COMPLETE THE FOLLOWING ::
**A.** List every person named in the passage about Jerry Sandusky.
**B.** Reproduce the passage about Jerry Sandusky word for word, starting at "So, what happened" and ending at "in, confronted Sandusky.".
START EXTRACTED TEXT
The article appears to disagree with the probable African American profile of the rape victims. Becker writes: "Sandusky engaged in what experts on child predators call 'grooming' behavior, law enforcement officials asserted this month, making his first approach when children were 8 to 12 years old. He tended to choose white boys from homes where there was no father or some difficulty in the family, investigators said, and he drew them in with trips to games and expensive gifts like computers."


But did Sandusky publicly appear with "white boys" and yet allegedly have anal intercourse with "black boys"?


A lingering question remains, what caused Joe Paterno to hasten the 1999 exit of Jerry Sandusky from the Penn State football program by telling him in 1998 that he, Sandusky, was not to be the Nittany Lions' heir apparent? It does not take a genius to figure this one out. Anyone who has worked in an academic setting knows that information moves through the university halls quickly. Wasn't Paterno just possibly trying to save himself from a future problem by showing Sandusky the door, after it became clear that Sandusky's certain kind of likings were coming out in the open?


So, what happened in 1998? The record is clear, and Becker retraces this, with new details about how big the university investigation was and how large the file literally is.


Becker writes: "In 1998, an 11-year-old boy, now known as Victim 6, had come home with wet hair and told his mother he had showered with Sandusky at Penn State’s athletic complex. She immediately reported it to the university police, the grand jury report said.

"As investigators leafed through the old report — it ran close to 100 pages — they came to believe that the campus police officers had truly wanted to make a case against Sandusky, according to people with knowledge of the current investigation. The officers had gone so far as to set up a sting operation in which the boy’s mother called the coach, and, with the police listening in, confronted Sandusky.
END EXTRACTED TEXT
START RECORDS
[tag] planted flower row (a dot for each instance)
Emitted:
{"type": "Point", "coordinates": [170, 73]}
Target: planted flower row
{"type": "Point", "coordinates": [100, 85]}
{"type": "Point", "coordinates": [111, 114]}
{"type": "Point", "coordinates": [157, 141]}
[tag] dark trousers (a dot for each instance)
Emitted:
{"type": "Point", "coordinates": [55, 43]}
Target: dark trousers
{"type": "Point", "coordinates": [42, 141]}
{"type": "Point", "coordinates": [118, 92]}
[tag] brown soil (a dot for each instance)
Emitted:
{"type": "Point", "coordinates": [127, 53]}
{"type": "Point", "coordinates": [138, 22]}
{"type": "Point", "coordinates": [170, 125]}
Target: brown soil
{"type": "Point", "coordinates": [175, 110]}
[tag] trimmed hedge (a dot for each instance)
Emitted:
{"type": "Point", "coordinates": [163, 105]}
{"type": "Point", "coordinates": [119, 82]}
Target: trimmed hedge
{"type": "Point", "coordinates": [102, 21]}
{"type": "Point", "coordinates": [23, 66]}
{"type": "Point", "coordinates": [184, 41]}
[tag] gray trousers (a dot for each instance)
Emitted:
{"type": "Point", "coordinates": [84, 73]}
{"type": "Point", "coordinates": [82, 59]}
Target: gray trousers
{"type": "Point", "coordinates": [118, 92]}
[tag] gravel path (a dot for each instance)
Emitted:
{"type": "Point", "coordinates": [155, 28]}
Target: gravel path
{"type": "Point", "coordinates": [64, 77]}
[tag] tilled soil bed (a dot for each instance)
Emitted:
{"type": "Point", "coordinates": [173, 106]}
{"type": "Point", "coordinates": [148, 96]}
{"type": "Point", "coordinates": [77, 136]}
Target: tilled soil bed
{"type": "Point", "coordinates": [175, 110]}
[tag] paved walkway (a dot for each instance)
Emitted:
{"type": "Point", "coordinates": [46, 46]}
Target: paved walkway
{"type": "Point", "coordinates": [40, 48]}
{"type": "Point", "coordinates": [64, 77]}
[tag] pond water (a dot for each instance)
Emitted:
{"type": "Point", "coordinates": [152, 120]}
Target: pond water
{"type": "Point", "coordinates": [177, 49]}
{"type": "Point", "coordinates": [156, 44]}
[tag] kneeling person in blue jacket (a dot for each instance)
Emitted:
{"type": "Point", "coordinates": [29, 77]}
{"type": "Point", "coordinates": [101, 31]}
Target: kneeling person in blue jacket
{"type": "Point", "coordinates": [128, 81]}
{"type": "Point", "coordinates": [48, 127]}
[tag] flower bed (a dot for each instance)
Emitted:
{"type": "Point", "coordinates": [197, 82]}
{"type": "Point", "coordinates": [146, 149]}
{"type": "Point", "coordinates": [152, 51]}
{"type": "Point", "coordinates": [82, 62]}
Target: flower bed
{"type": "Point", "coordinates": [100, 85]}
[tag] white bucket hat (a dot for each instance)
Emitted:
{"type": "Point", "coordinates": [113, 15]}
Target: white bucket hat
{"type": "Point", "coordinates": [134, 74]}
END RECORDS
RESULTS FOR THE EXERCISE ::
**A.** Becker, Jerry Sandusky, Joe Paterno

**B.**
So, what happened in 1998? The record is clear, and Becker retraces this, with new details about how big the university investigation was and how large the file literally is.


Becker writes: "In 1998, an 11-year-old boy, now known as Victim 6, had come home with wet hair and told his mother he had showered with Sandusky at Penn State’s athletic complex. She immediately reported it to the university police, the grand jury report said.

"As investigators leafed through the old report — it ran close to 100 pages — they came to believe that the campus police officers had truly wanted to make a case against Sandusky, according to people with knowledge of the current investigation. The officers had gone so far as to set up a sting operation in which the boy’s mother called the coach, and, with the police listening in, confronted Sandusky.